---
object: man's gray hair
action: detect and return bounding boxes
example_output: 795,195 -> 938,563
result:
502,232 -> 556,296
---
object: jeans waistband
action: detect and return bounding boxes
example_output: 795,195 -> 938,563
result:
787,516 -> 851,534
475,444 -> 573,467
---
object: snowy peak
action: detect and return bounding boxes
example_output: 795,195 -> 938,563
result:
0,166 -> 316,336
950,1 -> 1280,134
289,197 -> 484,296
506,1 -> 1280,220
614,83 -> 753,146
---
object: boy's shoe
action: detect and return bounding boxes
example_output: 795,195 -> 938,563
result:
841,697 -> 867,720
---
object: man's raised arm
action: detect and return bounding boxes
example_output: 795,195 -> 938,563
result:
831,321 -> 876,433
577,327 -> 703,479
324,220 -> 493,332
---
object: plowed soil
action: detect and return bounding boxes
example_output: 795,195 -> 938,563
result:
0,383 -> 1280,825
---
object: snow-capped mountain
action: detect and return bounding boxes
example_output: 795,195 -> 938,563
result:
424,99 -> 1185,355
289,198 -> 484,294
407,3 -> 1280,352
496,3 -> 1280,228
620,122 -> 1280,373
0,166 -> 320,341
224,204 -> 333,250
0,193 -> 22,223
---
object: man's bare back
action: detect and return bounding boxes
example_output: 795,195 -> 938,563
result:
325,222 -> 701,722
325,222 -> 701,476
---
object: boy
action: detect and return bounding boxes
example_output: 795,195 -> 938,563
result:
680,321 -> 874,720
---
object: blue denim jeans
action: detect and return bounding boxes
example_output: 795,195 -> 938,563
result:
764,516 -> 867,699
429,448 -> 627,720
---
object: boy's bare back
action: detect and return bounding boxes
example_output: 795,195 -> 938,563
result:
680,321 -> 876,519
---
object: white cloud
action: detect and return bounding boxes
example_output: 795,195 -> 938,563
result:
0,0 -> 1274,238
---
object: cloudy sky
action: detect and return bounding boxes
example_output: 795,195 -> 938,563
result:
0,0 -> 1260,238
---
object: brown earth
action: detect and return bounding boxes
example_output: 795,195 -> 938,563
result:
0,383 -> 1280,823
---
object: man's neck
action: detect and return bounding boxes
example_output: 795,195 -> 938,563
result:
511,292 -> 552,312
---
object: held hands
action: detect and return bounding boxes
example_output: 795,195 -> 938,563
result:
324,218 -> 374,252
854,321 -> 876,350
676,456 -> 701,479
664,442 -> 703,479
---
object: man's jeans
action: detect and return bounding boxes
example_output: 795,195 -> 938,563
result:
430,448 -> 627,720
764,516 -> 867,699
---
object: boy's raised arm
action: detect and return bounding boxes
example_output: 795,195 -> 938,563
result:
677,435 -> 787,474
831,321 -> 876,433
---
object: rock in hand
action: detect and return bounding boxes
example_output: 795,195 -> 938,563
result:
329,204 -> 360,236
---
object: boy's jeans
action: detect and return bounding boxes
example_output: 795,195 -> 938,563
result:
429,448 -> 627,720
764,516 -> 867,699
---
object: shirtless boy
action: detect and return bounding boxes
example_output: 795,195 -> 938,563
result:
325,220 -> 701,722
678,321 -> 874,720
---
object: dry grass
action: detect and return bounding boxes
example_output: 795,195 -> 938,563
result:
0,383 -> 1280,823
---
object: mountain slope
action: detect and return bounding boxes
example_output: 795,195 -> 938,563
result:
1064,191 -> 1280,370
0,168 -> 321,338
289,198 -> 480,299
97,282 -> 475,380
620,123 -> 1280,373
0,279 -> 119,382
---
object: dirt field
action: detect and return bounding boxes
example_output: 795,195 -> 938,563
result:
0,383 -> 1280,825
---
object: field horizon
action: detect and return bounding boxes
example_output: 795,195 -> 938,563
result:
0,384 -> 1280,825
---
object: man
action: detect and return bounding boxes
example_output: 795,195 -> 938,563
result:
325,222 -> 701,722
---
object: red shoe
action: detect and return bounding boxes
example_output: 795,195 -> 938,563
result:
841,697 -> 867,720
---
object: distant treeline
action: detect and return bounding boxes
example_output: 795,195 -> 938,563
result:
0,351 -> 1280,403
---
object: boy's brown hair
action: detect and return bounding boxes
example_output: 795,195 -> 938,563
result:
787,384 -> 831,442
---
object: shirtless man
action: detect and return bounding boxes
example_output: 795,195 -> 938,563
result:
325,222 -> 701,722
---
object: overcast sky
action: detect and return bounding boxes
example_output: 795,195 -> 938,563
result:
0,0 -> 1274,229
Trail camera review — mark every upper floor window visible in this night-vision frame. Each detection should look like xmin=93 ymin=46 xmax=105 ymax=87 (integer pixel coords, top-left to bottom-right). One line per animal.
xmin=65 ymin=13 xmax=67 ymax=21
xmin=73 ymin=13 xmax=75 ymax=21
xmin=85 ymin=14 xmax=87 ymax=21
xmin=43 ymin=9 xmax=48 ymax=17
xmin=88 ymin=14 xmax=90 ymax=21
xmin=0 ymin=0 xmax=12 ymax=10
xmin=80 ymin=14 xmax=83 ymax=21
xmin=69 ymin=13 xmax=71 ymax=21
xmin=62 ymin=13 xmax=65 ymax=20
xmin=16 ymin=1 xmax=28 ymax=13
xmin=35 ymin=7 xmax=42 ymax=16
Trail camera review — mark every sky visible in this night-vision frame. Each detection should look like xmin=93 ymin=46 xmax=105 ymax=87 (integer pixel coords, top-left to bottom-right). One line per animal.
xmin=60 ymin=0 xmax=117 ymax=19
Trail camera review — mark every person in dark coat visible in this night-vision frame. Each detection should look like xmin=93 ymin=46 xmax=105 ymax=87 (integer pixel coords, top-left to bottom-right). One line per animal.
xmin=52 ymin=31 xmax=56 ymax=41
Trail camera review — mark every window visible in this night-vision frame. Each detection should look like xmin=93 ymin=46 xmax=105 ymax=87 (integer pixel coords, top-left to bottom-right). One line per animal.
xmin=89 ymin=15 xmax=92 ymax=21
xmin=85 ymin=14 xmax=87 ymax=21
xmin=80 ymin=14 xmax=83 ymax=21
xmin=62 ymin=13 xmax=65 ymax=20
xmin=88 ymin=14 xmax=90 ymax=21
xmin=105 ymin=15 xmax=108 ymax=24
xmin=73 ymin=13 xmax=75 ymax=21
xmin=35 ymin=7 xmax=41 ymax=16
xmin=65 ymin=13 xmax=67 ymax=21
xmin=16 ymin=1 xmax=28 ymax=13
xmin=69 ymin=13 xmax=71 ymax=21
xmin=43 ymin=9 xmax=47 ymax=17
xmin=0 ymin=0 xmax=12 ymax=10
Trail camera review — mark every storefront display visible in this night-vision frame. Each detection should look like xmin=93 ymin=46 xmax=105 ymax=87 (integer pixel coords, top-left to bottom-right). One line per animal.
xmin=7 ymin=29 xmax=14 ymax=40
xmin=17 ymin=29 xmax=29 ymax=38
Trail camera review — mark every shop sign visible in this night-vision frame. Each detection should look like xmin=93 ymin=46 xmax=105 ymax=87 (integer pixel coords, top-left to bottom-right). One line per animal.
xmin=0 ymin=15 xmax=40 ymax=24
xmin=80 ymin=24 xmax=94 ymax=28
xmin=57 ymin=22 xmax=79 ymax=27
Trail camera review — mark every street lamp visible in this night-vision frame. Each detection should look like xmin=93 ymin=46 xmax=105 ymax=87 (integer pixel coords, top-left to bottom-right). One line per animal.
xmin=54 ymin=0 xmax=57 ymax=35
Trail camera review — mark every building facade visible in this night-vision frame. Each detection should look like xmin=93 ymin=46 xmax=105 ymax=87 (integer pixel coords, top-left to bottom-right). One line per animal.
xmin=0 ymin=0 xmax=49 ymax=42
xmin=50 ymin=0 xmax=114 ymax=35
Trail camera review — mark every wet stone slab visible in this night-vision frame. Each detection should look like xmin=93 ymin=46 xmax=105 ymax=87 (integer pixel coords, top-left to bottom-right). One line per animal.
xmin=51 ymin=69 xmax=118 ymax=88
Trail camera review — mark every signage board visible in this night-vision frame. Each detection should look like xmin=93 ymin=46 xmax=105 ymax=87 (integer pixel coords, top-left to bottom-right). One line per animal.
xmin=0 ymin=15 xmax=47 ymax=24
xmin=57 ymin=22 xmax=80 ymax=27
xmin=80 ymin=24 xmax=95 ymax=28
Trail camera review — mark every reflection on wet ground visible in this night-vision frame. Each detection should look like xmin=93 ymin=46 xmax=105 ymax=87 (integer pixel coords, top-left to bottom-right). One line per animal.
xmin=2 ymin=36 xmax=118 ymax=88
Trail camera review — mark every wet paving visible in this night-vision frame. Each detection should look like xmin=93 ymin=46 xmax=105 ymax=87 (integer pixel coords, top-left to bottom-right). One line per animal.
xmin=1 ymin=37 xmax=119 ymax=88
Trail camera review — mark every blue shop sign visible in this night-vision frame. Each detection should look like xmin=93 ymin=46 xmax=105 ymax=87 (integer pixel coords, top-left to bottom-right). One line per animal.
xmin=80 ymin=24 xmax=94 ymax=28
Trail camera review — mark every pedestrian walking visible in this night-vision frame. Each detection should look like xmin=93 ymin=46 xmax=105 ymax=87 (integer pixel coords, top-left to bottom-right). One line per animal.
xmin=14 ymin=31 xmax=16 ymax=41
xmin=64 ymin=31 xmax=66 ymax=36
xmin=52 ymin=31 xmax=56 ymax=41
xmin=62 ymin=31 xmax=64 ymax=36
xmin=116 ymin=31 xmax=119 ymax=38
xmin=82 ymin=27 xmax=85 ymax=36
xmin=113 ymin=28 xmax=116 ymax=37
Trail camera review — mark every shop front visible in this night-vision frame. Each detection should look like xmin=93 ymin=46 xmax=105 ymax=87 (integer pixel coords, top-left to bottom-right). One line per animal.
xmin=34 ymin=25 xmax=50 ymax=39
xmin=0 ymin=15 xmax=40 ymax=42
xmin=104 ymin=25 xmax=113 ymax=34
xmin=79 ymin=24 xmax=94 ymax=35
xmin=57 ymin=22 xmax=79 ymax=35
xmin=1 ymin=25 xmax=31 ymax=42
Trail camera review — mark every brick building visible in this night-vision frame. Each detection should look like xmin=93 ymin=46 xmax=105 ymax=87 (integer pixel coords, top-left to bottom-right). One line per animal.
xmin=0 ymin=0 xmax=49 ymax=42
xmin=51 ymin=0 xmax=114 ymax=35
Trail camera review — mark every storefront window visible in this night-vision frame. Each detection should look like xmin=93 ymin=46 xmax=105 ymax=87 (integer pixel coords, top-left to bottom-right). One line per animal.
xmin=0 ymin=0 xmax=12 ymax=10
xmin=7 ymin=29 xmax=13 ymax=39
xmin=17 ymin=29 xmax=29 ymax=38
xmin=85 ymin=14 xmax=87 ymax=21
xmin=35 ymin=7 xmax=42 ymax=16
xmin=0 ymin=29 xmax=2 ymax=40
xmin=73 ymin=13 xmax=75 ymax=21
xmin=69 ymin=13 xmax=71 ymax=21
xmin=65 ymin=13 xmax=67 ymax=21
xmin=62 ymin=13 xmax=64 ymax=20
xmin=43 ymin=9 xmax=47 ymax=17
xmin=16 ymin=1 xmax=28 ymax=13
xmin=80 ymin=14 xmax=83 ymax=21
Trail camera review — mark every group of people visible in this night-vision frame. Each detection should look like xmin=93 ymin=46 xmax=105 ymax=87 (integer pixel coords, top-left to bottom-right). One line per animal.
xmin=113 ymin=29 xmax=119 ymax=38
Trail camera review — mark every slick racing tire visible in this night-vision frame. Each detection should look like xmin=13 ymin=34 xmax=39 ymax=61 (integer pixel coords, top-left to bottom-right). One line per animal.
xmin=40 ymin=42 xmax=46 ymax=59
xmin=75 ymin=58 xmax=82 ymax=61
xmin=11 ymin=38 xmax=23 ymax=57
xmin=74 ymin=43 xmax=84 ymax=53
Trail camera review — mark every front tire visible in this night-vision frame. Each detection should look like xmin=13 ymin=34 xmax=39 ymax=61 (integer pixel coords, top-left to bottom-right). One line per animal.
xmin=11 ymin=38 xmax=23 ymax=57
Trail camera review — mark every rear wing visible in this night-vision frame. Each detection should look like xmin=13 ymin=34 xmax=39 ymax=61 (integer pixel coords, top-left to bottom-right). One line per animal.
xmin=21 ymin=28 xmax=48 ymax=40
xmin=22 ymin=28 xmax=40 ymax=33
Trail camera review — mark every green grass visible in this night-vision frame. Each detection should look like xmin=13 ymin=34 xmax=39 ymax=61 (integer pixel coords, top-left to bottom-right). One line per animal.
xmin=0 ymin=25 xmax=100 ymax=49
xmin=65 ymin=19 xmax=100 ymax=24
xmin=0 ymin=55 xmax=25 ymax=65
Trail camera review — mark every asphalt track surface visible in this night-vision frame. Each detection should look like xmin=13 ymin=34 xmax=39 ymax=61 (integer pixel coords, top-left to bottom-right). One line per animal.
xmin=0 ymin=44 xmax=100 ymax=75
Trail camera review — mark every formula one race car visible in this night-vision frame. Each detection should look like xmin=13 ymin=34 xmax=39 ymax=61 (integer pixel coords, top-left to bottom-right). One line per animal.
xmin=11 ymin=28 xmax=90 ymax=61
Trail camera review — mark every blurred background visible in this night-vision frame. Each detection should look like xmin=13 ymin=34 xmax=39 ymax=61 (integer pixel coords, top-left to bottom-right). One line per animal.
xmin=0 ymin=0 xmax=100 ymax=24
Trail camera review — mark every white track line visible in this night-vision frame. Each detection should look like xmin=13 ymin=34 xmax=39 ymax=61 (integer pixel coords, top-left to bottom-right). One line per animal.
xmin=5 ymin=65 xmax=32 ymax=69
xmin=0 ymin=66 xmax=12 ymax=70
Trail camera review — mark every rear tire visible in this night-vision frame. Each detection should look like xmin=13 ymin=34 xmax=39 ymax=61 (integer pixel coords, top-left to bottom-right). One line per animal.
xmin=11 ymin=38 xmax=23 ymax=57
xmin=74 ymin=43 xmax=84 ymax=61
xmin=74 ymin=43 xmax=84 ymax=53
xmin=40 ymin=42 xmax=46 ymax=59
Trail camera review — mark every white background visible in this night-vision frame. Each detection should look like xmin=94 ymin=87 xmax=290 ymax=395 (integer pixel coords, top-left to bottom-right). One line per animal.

* * * * * * *

Direction >>
Format the stretch of the records from the line containing "Trail camera review — mark every front" through the line containing "xmin=0 ymin=44 xmax=100 ymax=75", both included, as a numbered list. Leave out any blank lines.

Answer for this exercise >>
1. Trail camera review — mark every front tire visible in this night-vision frame. Each detection should look like xmin=13 ymin=34 xmax=39 ymax=61 (integer pixel coords, top-left to bottom-right). One line per animal.
2. xmin=11 ymin=38 xmax=23 ymax=57
3. Trail camera review — mark every rear wing visible in this night-vision frame. Each detection should look like xmin=13 ymin=34 xmax=39 ymax=61 (integer pixel coords, top-left to bottom-right). One line per animal.
4. xmin=21 ymin=28 xmax=48 ymax=40
5. xmin=22 ymin=28 xmax=40 ymax=33
6. Trail camera review — mark every green grass visible in this night-vision frame. Each detection should look like xmin=13 ymin=34 xmax=39 ymax=61 (integer pixel coords, top-left to bottom-right). One line per animal.
7. xmin=0 ymin=25 xmax=100 ymax=49
8. xmin=65 ymin=19 xmax=100 ymax=24
9. xmin=0 ymin=55 xmax=25 ymax=65
10. Trail camera review — mark every asphalt track surface visible in this night-vision frame. Each detection should look like xmin=13 ymin=34 xmax=39 ymax=61 (integer pixel coords, top-left to bottom-right). One line per animal.
11. xmin=0 ymin=44 xmax=100 ymax=75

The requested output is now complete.